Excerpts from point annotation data

%%

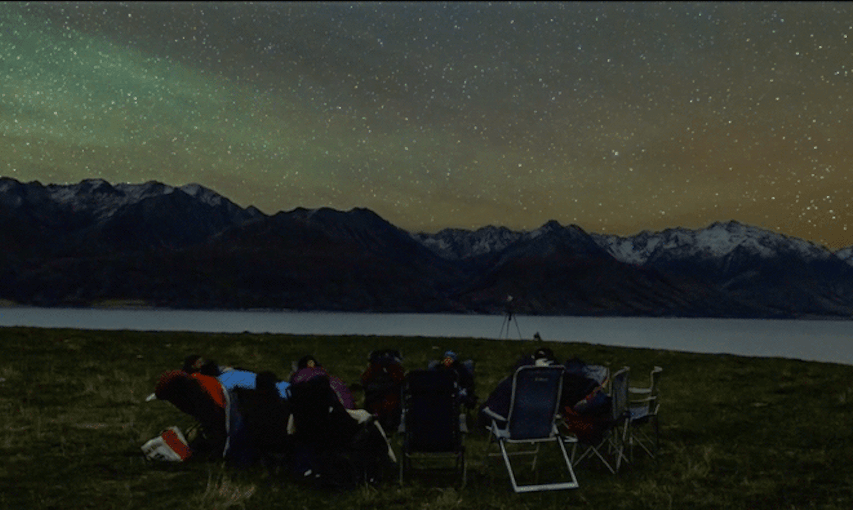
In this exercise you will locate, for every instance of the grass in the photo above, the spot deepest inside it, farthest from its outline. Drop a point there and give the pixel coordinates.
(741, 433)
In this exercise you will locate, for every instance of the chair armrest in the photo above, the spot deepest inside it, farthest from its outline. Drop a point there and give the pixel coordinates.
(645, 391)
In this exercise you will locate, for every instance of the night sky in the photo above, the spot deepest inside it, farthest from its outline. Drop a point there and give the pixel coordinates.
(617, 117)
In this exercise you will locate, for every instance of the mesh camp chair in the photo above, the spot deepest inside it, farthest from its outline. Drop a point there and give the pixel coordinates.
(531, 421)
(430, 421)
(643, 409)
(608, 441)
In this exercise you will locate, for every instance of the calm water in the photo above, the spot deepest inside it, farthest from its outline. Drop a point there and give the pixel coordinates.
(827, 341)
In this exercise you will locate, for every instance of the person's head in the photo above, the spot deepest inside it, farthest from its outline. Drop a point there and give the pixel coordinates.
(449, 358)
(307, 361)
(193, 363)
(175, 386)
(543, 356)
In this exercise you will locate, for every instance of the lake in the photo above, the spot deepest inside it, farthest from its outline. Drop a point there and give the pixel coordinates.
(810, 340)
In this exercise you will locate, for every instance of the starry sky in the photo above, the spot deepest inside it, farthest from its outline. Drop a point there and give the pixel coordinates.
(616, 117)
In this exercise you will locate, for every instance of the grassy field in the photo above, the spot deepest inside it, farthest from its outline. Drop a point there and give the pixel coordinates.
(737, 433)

%%

SHORT TASK -
All lines from the one containing "of the lake" through the end of the records, both ends included, are to be quoted exactly; please add nothing else.

EXPECTED ANSWER -
In this exercise you will locate, for every instance of the lake in the photo above, the spot deepest inside it, farthest from its outline. Drop a point there and give the pixel coordinates.
(810, 340)
In this exercise you will locate, for every instance of the starry sky in the photo above, the spot deepest inside it, farthest from its outline. Drop a point there and give the pixel coordinates.
(616, 117)
In this exercise you will locate, for every instance of the grassy field in the photo above, the spot deepest inside it, farthest from its outline. Drop a point there and give the pixel coordinates.
(737, 433)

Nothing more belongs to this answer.